### Dataset items
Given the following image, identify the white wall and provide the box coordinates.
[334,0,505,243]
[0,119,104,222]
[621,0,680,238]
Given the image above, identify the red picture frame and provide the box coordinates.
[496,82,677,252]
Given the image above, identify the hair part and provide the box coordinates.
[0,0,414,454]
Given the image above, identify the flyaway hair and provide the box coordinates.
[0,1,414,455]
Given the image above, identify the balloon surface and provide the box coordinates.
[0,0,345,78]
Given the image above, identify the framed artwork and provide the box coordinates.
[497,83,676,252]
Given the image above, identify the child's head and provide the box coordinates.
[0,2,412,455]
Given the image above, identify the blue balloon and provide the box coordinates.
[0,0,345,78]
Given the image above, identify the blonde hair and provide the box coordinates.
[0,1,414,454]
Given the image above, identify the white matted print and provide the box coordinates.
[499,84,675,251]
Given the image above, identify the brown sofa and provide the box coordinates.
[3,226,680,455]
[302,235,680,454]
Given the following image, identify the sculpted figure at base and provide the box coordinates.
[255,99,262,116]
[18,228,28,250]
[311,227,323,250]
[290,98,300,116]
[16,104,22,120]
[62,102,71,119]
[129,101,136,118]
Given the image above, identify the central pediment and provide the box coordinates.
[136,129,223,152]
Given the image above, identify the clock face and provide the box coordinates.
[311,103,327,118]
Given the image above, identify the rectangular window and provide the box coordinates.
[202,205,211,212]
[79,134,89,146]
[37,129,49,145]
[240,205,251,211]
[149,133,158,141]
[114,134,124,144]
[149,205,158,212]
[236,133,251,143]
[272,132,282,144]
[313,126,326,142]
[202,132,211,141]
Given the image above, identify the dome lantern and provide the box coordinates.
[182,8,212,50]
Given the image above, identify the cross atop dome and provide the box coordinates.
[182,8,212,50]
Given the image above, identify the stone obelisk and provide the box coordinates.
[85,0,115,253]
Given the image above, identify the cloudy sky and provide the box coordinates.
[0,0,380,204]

### TASK DESCRIPTION
Extract every line of the records above and reproduce each one character for character.

### RESPONSE BELOW
Given the following image, identify the white wall and provide the box coordinates.
[334,0,505,243]
[0,119,104,222]
[621,0,680,238]
Given the image above, identify the red picture frame and provide the box coordinates.
[496,82,677,252]
Given the image above, identify the hair part and provide the box coordinates.
[0,0,414,454]
Given the image above, identify the flyaway hair and provide the box coordinates.
[0,1,414,455]
Given the image above, identify the balloon surface and provide the box coordinates.
[0,0,345,78]
Given the image above, identify the framed artwork and provide the box coordinates.
[497,83,676,252]
Given the image above, identify the child's head and provide the box coordinates.
[0,2,412,455]
Given the image above, identify the blue balloon and provide the box coordinates.
[0,0,345,78]
Given the image above, identify the blonde hair and provide the box coordinates.
[0,1,414,454]
Given the image above, identify the white matted print and provide the box coordinates.
[499,84,675,251]
Given the image above, identify the brown sofa and provide the box coordinates.
[3,226,680,455]
[302,235,680,454]
Given the following image, identify the sculpted figure at base and provide the box coordinates.
[255,99,262,116]
[18,228,28,250]
[311,227,323,250]
[290,98,300,116]
[16,104,22,120]
[62,102,71,119]
[129,101,136,118]
Given the image above, identify the central pediment and provide the box coordinates.
[136,129,223,152]
Given the image above, identify the clock face and provide the box coordinates.
[311,103,327,118]
Given the image above, identify the rectangular window and provide the box coordinates.
[202,205,211,212]
[79,134,89,146]
[37,129,49,145]
[240,205,251,211]
[149,133,158,141]
[114,134,124,144]
[149,205,158,212]
[236,133,251,143]
[272,132,282,144]
[313,126,326,142]
[202,132,211,141]
Given the image above, identify the dome lantern and provide the box coordinates.
[182,8,212,50]
Given the image above, identify the cross atop dome and provide the box coordinates.
[182,8,212,50]
Given the image above, identify the stone obelisk and provide the box coordinates.
[85,0,115,253]
Given the image above, identify the cloudy sky and provide the box coordinates.
[0,0,380,204]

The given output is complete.